* _Exercise objective_:
Exactly the lines starting at the line containing "Would you be able to point out the cyclopean" and ending at the line containing "Would you be able to point out the weed" are to be written out from the listing below, both included.

* _Raw data_:
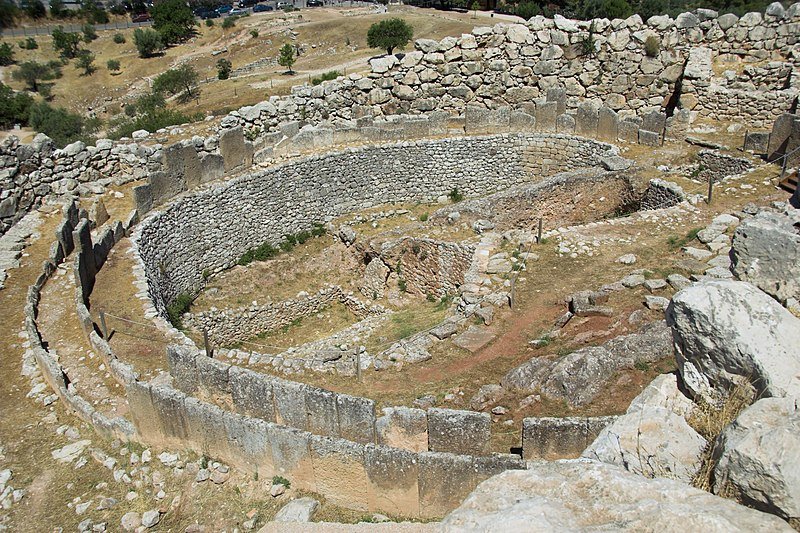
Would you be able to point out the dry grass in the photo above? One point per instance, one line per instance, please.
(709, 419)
* * *
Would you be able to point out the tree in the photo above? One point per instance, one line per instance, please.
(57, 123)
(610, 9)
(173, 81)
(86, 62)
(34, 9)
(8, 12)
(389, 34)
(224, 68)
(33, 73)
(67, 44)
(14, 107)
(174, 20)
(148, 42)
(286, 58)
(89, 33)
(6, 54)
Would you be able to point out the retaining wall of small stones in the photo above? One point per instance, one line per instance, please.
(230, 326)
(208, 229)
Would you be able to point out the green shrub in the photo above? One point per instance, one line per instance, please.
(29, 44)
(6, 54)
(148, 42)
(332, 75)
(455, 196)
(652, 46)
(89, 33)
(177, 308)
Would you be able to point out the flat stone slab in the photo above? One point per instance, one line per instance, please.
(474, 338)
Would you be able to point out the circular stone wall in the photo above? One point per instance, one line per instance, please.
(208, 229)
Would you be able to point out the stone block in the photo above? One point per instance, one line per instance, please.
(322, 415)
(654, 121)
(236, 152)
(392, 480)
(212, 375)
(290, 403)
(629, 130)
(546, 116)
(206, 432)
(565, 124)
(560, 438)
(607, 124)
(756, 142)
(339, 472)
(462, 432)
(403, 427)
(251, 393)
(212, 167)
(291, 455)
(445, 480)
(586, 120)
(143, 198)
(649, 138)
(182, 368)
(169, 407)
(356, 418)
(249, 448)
* * *
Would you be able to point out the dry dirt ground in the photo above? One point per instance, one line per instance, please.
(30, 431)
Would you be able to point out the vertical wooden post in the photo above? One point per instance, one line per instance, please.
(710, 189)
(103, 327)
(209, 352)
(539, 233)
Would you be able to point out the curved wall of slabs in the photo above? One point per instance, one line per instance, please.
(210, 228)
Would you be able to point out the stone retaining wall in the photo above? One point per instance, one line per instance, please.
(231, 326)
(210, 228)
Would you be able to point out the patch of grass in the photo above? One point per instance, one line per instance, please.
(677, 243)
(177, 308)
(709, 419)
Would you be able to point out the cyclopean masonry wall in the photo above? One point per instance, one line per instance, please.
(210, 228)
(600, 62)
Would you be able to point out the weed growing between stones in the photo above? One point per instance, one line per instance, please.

* _Exercise response_:
Would you be able to point out the cyclopean masonry wall in the photo above? One point per instance, one line per instance, please.
(210, 228)
(600, 62)
Would you be able to point out the weed growing between stones in the photo above? One point per instance, one line per instance, please.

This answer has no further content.